§ The task:
Extract every line from the entries below that contains the word "muddy", and copy each such line unchanged.

§ Information provided:
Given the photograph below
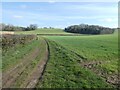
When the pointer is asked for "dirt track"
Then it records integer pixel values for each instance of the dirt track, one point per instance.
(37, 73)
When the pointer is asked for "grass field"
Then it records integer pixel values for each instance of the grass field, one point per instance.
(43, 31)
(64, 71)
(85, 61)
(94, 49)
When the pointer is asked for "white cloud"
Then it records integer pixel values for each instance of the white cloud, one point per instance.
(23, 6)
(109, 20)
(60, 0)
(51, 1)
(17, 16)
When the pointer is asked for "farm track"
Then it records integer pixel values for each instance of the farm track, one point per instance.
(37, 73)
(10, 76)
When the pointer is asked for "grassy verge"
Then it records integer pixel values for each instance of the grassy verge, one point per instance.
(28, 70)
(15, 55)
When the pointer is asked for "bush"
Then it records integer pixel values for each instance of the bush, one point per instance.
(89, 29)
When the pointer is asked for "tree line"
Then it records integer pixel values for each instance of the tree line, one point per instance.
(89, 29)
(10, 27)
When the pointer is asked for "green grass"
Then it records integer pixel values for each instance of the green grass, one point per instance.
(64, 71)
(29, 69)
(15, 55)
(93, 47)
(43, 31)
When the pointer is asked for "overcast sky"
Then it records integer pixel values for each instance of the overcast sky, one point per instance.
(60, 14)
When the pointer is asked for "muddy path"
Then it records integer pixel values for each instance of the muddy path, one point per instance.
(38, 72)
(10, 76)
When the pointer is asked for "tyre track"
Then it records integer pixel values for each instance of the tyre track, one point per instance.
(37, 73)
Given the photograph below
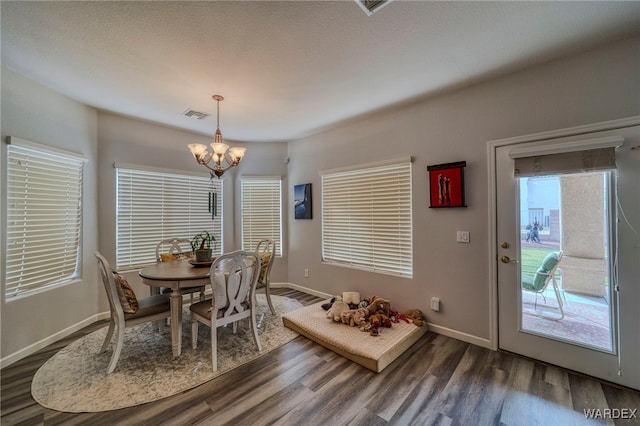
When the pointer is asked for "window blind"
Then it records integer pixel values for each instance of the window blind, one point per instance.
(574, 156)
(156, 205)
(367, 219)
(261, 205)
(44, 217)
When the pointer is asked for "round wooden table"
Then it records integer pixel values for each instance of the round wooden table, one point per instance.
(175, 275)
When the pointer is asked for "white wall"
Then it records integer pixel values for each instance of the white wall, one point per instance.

--

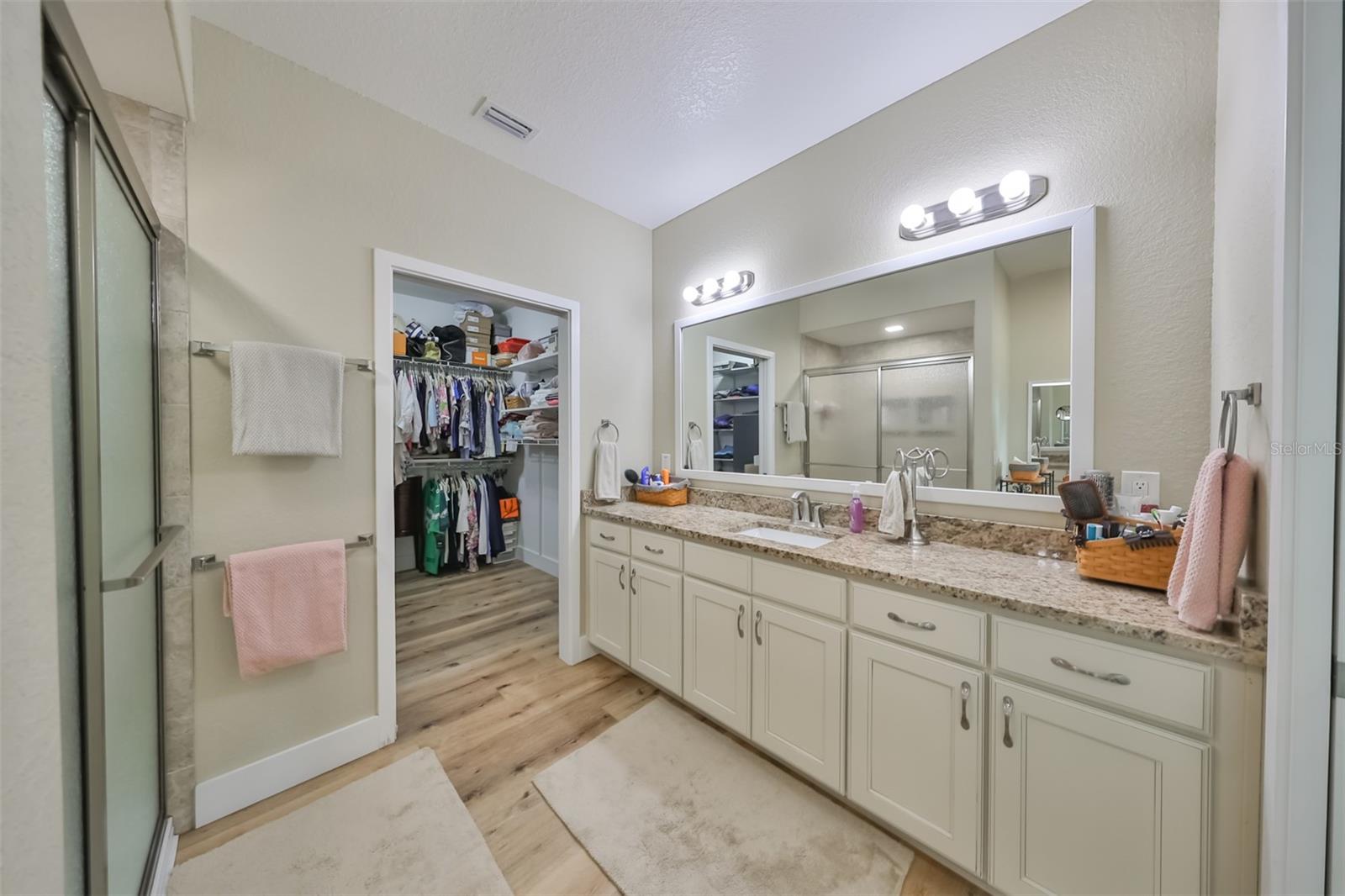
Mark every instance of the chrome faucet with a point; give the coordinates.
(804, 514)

§ Finished exercise:
When the pointer is asked for "muddy path"
Then it records integer pixel values for each instance of the muddy path, one point per instance.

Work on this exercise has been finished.